▸ **Short exercise a**:
Transcribe the records verbatim, starting with their first line and going on through the line containing "POLYGON ((185 274, 182".

== Passage to read ==

Billy Laval

Biographical details
- Born: January 15, 1885 Columbia, South Carolina, U.S.
- Died: January 20, 1957 (aged 72) Columbia, South Carolina, U.S.

Playing career

Baseball
- 1904–1905: Furman
- 1907: Greenville Mountaineers
- 1908–1909: Greenville Spinners
- 1909–1910: Winston-Salem Twins
- 1911–1912: Spartanburg Spartans
- 1912: Anderson Electricians
- 1913: Richmond Colts
- 1914: Petersburg Goobers
- 1915: Jacksonville Tarpons
- 1916: Greensboro Patriots
- 1919: Greenville Spinners
- Position: Pitcher

Coaching career (HC unless noted)

Football
- 1914: Furman (B squad)
- 1915: Furman (assistant)
- 1915–1927: Furman
- 1928–1934: South Carolina
- 1936–1937: Emory and Henry
- 1938–1949: Newberry

Basketball
- 1919–1927: Furman
- 1932–1933: South Carolina
- 1936–1937: Emory and Henry
- 1938–1950: Newberry

Baseball
- 1903: Erskine
- 1904: Sewanee
- 1905: Erskine
- 1908: Furman
- 1912–1927: Furman
- 1920: Greenville Spinners (manager)
- 1928–1934: South Carolina
- 1934: Asheville Tourists (manager)
- 1936–1937: Emory and Henry
- 1938–1950: Newberry

Administrative career (AD unless noted)
- 1920–1928: Furman
- 1928–1934: South Carolina
- 1936–1938: Emory and Henry
- 1938–1950: Newberry

Head coaching record
- Overall: 168–136–17 (football)

Accomplishments and honors

Championships
- Football 3 SIAA (1922, 1923, 1927) 1 South Carolina Little Four (1947) Basketball 1 SoCon Tournament (1933)

= Billy Laval =

US sportsman (1885–1957)

William Lawrence Laval (January 15, 1885 – January 20, 1957) was an American minor league baseball player, baseball manager, and college baseball, football, and basketball coach. He held head coaching positions at the University of South Carolina, Furman University, Emory and Henry College, and Newberry College. He is the only South Carolina football coach to have produced seven consecutive winning seasons. In 2009, The State called him "the greatest collegiate coach" in the history of South Carolina.

==Early life==
Laval was born on January 15, 1885, in Columbia, South Carolina. At the age of 18, he coached baseball at Erskine College. The following year, he held the same position at Sewanee before returning to Erskine. From 1904 to 1905, he played baseball as a pitcher for Furman University. According to The State, there is no record of his enrollment at the school, however, which presumably made him a ringer. During the 1905 season, he proposed to his girlfriend Elizabeth, who responded "If you beat Clemson today, I will marry you." Laval pitched Furman to a win, 2–1, and the two were married soon after. He would later joke in speeches, "She has hated Clemson ever since."

==Minor league career==
In his early years, Laval played minor league baseball for a wide number of teams throughout the South in the South Carolina League, Carolina Association, Virginia League, South Atlantic League, and North Carolina State League. These teams included: the Greenville Mountaineers (1907), Greenville Spinners (1908–1909 and 1919), Winston-Salem Twins (1909–1910), Spartanburg Spartans (1911–1912), Anderson Electricians (1912), Richmond Colts (1913), Petersburg Goobers (1914), Jacksonville Tarpons (1915), and the Greensboro Patriots (1916). His playing career was mediocre, with a .253 batting average and a 42–37 record as a pitcher.

===
== Entries supplied ==

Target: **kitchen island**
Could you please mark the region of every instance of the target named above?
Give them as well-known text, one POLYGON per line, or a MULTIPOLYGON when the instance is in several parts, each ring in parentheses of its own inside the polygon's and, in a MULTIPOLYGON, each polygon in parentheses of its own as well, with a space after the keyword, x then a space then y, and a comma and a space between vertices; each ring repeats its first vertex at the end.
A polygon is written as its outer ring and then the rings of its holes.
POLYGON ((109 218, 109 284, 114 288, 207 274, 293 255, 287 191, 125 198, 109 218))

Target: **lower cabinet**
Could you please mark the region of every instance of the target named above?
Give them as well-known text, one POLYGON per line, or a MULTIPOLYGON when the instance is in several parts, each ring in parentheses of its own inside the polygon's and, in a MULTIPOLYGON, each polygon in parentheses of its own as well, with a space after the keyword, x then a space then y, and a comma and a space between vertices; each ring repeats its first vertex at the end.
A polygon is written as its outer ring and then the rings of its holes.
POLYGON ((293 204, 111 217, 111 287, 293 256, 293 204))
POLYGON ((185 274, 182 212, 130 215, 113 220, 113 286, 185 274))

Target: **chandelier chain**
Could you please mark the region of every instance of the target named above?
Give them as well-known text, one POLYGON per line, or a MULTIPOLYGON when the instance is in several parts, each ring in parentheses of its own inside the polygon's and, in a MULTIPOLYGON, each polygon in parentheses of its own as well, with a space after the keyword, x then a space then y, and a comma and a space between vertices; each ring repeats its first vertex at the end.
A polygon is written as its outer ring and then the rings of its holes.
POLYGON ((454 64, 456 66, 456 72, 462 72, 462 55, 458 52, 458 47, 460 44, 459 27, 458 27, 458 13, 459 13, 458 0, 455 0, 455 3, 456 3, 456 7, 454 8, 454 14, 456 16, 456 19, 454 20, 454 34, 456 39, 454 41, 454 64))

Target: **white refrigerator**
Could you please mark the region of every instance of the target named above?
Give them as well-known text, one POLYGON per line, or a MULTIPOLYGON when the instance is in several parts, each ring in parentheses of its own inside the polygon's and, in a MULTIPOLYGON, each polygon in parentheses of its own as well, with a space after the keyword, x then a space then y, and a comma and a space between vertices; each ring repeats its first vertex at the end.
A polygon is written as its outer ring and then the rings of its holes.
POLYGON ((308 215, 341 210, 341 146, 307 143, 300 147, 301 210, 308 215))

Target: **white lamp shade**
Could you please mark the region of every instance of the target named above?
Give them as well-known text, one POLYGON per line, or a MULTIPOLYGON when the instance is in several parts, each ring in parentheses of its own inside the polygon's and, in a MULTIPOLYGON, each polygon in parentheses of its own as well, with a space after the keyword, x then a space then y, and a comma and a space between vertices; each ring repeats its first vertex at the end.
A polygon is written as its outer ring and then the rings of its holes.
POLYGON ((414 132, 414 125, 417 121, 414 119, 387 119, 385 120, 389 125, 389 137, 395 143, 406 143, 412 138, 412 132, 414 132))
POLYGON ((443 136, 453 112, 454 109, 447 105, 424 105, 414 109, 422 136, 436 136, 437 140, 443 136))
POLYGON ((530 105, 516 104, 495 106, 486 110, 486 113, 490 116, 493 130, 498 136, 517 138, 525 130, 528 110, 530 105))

===

▸ **Short exercise b**:
Using the Billy Laval biography, decide whether each statement agrees with it. Answer yes or no and quote the text's deciding words. (i) Laval was born in Columbia, South Carolina. (ii) As a minor league pitcher, Laval had a 42–37 record. (iii) Laval played for the Richmond Colts in 1914.

▸ **Final result a**:
Target: **kitchen island**
Could you please mark the region of every instance of the target named above?
Give them as well-known text, one POLYGON per line, or a MULTIPOLYGON when the instance is in several parts, each ring in parentheses of its own inside the polygon's and, in a MULTIPOLYGON, each polygon in parentheses of its own as well, with a space after the keyword, x then a space then y, and a comma and a space between vertices; each ring repeats its first vertex at the end.
A polygon is written as its outer ring and then the rings of its holes.
POLYGON ((109 218, 109 284, 114 288, 207 274, 293 255, 287 191, 125 198, 109 218))

Target: **lower cabinet**
Could you please mark the region of every instance of the target named above?
Give them as well-known text, one POLYGON per line, or a MULTIPOLYGON when the instance is in several parts, each ring in parentheses of its own inside the polygon's and, in a MULTIPOLYGON, each polygon in parentheses of its own as well, with a space after the keyword, x then a space then y, and a comma and a space between vertices; each ring repeats its first vertex at the end.
A polygon is written as its outer ring and then the rings of its holes.
POLYGON ((293 204, 111 217, 111 287, 293 256, 293 204))
POLYGON ((185 274, 182 212, 130 215, 113 220, 113 286, 185 274))

▸ **Final result b**:
(i) Yes: "Laval was born on January 15, 1885, in Columbia, South Carolina."
(ii) Yes: "a 42–37 record as a pitcher"
(iii) No: "Richmond Colts (1913)"